### Task to carry out
Every line in the records below with the string "mushroom" needs to be copied out.
Raw data START
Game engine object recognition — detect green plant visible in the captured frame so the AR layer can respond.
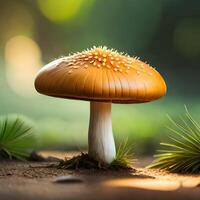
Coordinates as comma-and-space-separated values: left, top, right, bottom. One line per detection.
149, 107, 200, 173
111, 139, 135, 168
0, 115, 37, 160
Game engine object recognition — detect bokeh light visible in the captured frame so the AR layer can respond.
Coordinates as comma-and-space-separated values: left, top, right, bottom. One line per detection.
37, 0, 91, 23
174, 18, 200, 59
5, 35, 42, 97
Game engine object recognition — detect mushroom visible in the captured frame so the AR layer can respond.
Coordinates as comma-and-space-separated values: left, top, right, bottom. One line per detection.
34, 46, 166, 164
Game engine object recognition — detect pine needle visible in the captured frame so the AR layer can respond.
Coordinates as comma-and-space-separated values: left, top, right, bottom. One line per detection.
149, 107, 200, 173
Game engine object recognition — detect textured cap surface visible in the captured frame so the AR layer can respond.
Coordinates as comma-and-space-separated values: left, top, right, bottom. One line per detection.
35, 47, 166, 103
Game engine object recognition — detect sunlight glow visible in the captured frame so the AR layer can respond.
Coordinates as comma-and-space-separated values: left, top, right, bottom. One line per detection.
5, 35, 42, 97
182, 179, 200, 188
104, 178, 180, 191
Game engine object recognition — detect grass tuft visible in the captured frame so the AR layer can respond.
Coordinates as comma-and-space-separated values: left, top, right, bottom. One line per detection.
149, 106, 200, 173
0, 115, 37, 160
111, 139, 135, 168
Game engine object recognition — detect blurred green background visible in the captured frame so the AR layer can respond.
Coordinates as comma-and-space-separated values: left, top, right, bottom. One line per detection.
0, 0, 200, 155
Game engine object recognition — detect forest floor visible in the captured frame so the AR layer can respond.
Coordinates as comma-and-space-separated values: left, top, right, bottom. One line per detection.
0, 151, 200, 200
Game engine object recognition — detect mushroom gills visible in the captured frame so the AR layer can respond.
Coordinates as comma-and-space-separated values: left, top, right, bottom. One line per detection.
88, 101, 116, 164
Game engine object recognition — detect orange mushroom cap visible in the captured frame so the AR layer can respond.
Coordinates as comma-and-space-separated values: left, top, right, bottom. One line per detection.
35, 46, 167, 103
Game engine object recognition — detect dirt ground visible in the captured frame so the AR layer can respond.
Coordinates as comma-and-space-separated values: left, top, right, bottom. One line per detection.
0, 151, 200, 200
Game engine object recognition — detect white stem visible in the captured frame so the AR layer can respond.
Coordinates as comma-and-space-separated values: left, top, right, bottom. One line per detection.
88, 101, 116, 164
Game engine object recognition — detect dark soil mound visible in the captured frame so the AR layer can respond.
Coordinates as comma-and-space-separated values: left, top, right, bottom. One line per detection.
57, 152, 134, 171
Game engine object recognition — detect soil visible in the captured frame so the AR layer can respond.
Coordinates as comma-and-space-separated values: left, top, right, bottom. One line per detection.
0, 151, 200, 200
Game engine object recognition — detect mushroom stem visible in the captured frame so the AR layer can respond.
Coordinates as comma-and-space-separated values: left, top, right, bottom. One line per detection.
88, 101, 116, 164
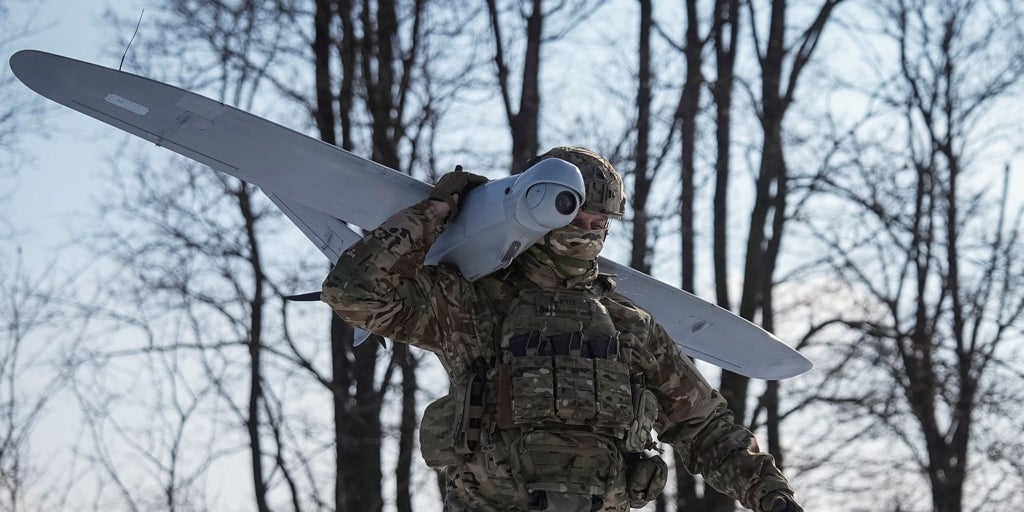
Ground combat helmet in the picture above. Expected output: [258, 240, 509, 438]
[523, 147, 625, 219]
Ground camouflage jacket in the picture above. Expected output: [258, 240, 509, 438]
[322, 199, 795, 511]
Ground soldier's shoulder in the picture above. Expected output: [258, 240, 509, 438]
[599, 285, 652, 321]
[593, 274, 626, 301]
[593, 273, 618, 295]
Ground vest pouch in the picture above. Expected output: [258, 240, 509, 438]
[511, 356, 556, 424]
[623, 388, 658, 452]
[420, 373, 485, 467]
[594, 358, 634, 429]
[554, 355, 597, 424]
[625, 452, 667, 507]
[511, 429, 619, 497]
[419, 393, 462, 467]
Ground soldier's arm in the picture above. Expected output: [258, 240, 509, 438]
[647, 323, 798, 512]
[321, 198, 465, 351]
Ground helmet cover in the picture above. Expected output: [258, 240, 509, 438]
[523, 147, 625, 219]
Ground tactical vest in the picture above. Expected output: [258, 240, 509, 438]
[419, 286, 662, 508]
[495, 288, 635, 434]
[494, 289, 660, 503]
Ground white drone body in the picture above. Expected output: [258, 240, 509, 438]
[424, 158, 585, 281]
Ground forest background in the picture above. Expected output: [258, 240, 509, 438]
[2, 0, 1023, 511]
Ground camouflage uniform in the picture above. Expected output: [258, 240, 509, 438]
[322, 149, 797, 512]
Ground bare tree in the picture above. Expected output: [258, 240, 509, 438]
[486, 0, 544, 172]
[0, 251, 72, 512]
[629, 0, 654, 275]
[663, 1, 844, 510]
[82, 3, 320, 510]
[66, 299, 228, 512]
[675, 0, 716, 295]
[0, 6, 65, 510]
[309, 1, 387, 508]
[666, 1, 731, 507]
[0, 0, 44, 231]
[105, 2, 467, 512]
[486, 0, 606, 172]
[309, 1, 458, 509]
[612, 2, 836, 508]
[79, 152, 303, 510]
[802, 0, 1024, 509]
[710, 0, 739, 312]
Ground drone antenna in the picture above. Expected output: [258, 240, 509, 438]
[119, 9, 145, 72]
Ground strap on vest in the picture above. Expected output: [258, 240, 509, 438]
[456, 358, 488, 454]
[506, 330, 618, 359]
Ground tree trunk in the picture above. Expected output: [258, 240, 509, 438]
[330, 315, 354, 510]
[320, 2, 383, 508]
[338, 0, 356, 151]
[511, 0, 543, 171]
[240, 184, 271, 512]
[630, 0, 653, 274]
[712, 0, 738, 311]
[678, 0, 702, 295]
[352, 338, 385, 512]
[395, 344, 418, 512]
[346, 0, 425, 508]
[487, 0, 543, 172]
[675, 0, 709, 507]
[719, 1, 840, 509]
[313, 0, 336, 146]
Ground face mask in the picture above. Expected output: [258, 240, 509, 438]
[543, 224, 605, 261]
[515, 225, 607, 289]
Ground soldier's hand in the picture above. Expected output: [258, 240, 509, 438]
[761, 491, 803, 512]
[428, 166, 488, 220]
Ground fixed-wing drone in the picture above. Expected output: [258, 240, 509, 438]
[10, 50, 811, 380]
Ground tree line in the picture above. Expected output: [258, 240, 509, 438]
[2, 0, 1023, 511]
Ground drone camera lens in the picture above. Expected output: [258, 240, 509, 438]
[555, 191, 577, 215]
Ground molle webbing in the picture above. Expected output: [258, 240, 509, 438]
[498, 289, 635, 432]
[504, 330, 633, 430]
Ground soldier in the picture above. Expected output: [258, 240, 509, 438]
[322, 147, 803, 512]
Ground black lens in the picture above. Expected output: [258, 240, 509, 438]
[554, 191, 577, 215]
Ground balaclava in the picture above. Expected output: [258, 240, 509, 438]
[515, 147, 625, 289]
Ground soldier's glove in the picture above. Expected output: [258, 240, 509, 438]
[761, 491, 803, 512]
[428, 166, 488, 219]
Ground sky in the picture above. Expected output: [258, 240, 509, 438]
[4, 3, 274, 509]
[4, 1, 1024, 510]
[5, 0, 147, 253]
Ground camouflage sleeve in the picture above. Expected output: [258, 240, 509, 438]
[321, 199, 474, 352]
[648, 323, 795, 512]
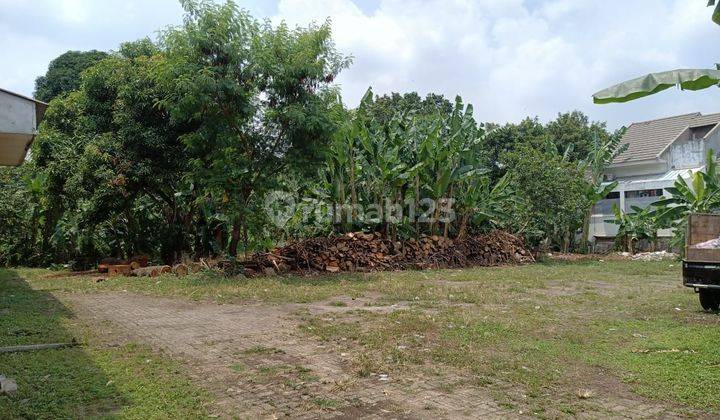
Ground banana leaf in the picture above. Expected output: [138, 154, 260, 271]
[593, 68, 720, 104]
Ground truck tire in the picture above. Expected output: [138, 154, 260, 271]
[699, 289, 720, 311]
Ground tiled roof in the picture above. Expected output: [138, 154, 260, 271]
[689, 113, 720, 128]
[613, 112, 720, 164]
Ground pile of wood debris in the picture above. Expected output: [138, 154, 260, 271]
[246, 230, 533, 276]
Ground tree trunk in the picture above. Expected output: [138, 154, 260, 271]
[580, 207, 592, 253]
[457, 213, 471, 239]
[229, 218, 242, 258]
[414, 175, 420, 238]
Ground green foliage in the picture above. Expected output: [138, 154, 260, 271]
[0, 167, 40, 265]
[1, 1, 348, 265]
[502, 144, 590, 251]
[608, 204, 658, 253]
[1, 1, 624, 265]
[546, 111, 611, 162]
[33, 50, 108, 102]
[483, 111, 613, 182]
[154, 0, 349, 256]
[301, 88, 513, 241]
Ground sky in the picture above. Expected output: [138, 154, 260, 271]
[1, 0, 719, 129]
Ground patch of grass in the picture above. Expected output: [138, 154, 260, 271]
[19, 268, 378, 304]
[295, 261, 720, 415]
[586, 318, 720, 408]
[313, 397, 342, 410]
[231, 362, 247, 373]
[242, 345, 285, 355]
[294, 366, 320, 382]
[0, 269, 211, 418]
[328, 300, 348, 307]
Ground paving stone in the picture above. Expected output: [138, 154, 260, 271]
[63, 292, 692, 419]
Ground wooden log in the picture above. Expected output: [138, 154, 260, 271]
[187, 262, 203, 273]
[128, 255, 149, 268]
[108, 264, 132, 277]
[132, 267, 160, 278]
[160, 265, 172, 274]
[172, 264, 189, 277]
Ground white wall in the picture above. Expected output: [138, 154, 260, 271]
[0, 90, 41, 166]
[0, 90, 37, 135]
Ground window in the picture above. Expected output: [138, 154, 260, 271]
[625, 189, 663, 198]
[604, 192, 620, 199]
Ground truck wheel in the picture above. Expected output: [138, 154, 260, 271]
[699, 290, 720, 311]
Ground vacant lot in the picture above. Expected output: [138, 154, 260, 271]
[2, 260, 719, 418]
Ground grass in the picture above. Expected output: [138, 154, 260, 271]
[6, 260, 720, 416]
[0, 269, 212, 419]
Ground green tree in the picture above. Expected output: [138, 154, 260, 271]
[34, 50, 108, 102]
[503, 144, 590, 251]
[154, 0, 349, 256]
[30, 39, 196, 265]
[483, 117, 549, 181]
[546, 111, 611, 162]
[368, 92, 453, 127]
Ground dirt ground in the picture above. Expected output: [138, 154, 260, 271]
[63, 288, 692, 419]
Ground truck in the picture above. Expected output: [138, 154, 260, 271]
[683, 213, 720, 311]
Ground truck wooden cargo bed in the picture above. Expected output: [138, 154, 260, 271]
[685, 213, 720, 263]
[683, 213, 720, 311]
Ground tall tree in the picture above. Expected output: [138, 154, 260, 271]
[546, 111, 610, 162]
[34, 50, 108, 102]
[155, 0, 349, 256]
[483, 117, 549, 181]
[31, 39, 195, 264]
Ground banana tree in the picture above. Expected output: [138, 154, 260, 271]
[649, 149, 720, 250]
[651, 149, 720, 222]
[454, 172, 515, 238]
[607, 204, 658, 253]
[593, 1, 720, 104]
Raw data END
### Response for this exercise
Game engine object recognition — detect mushroom visible in the captured frame so the AR layer can respond.
Game engine object recognition — detect mushroom gills visible in the captured frame so the AR layer can respond.
Game engine object recognition — detect orange mushroom cap visible in the captured frame so the AR layer can respond.
Game engine object recognition — detect mushroom stem visible in the captured frame so the AR layer can respond.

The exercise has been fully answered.